-------- 本文
ま、ここで書いた話では、農地流動化に関する農業委員会と基礎的自治体農林課のとある例だ。もちろん、ここに書いているのは特定の個人や機関を批判する目的のものではない。むしろ、制度の目的に比べて、準備されている政策資源が足りていないのではないか、という問題提起とご理解いただきたい。今後、現場の方に調査させていただくのにヒントを得たかもしれない。

 農協、土地改良区はほぼ対応が終わったので、あとは「耕作放棄地を所有する農経学者」というこの不名誉極まりない状況を一刻も早く解決するだけだ。
 だが、農地中間管理機構も成立し、所有者が意思を示せば貸借が可能なのではないかという希望はあえなく露と消えた。

 追加的にやらなければならない事は、一つは県の農林課に行ってみること。まあ、門前払いされるかもしれないが、ここに聞いてみないと中間管理機構関係にお願いするにも手がない。
 もう一つは、区長さんにお願いすること。まあ、これで全部うまくいけばそりゃ楽は楽なんだが、、すでに人足も出せずに区長さんには迷惑かけてるからなあ。
----------------
-------- 提供データ
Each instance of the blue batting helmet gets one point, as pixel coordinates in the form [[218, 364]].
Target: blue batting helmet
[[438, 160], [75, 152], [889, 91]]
----------------
◆ **課題 1**
本文によると、追加的にやらなければならない事の一つ目は何ですか。
◆ **課題 2**
本文のうち、「追加的にやらなければならない」から「んには迷惑かけてるからなあ。」までを、その部分も含めてそのまま書き出してください。
◆ **課題 3**
農地の貸借をめぐる本文を、最後の文の後から書き継いでください。

◆ **記述回答 1**
県の農林課に行ってみることです。

◆ **記述回答 2**
追加的にやらなければならない事は、一つは県の農林課に行ってみること。まあ、門前払いされるかもしれないが、ここに聞いてみないと中間管理機構関係にお願いするにも手がない。
 もう一つは、区長さんにお願いすること。まあ、これで全部うまくいけばそりゃ楽は楽なんだが、、すでに人足も出せずに区長さんには迷惑かけてるからなあ。

◆ **記述回答 3**
 いずれにせよ、まずは名義人変更が済んでからの話になりそうだ。

 現場で実働する自治体は、耕作放棄地の貸借促進や中間保有以上に、現況としての利用価値と団地化計画を重視している。そして、現在の機構の体制では、それがコストに見合う最適な行動論理というわけだ。だが、この体制に劇的な農地流動化を期待するのは、残念ながら疑問なしとは言えない。
 この疑問に答えるには、団地化と貸借、どちらを先行すればより農地の流動化の進度が早まるか、という問題に答える必要がありそうだ。

 …何か、先行研究はあったかな。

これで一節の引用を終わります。